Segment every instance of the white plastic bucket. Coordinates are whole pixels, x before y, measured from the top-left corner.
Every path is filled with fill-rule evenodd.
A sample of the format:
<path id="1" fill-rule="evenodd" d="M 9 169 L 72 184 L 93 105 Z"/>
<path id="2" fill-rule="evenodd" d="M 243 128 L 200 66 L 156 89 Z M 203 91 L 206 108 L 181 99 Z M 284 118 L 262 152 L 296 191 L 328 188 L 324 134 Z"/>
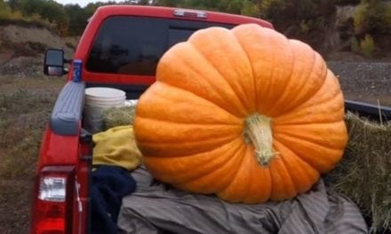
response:
<path id="1" fill-rule="evenodd" d="M 111 107 L 124 106 L 126 100 L 124 91 L 107 87 L 85 89 L 84 127 L 91 133 L 102 130 L 102 113 Z"/>

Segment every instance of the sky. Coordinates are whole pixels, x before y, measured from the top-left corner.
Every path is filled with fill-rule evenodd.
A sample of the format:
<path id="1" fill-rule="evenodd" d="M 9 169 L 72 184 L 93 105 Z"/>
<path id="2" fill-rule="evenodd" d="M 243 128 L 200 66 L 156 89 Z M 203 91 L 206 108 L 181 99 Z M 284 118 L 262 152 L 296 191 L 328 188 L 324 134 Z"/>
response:
<path id="1" fill-rule="evenodd" d="M 81 7 L 84 7 L 84 6 L 86 6 L 90 3 L 96 3 L 96 2 L 105 3 L 105 2 L 109 2 L 108 0 L 86 0 L 86 1 L 85 0 L 55 0 L 55 1 L 57 3 L 59 3 L 59 4 L 63 4 L 63 5 L 69 4 L 78 4 Z M 119 2 L 123 2 L 123 1 L 121 1 L 121 0 L 114 0 L 114 2 L 119 3 Z"/>

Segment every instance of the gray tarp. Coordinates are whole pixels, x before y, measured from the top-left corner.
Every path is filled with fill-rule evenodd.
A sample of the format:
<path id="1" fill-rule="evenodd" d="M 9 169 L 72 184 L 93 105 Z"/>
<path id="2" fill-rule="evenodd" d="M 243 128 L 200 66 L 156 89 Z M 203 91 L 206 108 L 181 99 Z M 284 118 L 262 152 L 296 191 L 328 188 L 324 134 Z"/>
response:
<path id="1" fill-rule="evenodd" d="M 123 199 L 121 233 L 367 233 L 357 207 L 322 180 L 297 198 L 259 205 L 230 204 L 156 183 L 144 168 L 132 173 L 137 190 Z"/>

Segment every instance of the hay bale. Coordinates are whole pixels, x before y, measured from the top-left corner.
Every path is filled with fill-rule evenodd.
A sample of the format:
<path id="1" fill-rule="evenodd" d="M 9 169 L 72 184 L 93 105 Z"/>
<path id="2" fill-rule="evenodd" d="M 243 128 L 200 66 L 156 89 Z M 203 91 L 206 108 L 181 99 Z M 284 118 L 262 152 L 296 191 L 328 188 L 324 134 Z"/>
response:
<path id="1" fill-rule="evenodd" d="M 132 124 L 136 105 L 103 113 L 103 128 Z M 391 230 L 391 122 L 379 124 L 347 113 L 349 142 L 340 163 L 325 176 L 370 220 L 371 231 Z"/>
<path id="2" fill-rule="evenodd" d="M 122 126 L 132 125 L 136 105 L 112 107 L 105 110 L 102 113 L 103 130 Z"/>
<path id="3" fill-rule="evenodd" d="M 358 205 L 370 220 L 371 232 L 391 230 L 391 122 L 347 113 L 346 123 L 349 142 L 326 182 Z"/>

================

▸ **Stated exercise**: Copy the records starting at the line containing "Segment every instance of the hay" and ending at the last line of the records, replacing "hay bale" with "straw bale" and leaving everything else unchanged.

▸ **Solution for this task**:
Segment every instance of the straw bale. Coordinates are whole pixels, x before y, measured from the top-left corner.
Every path is filled with fill-rule evenodd.
A sample of the format:
<path id="1" fill-rule="evenodd" d="M 9 169 L 72 184 L 93 105 Z"/>
<path id="2" fill-rule="evenodd" d="M 243 128 L 200 66 L 156 89 Z M 203 91 L 206 108 L 181 99 Z M 284 118 L 262 152 L 296 191 L 328 188 L 324 134 Z"/>
response:
<path id="1" fill-rule="evenodd" d="M 132 124 L 136 105 L 103 113 L 103 128 Z M 391 230 L 391 122 L 379 124 L 347 113 L 349 142 L 340 163 L 325 176 L 370 220 L 371 231 Z"/>
<path id="2" fill-rule="evenodd" d="M 122 126 L 132 125 L 136 105 L 112 107 L 105 110 L 102 113 L 103 130 Z"/>
<path id="3" fill-rule="evenodd" d="M 358 205 L 370 220 L 371 232 L 391 230 L 391 122 L 347 113 L 346 123 L 349 142 L 326 182 Z"/>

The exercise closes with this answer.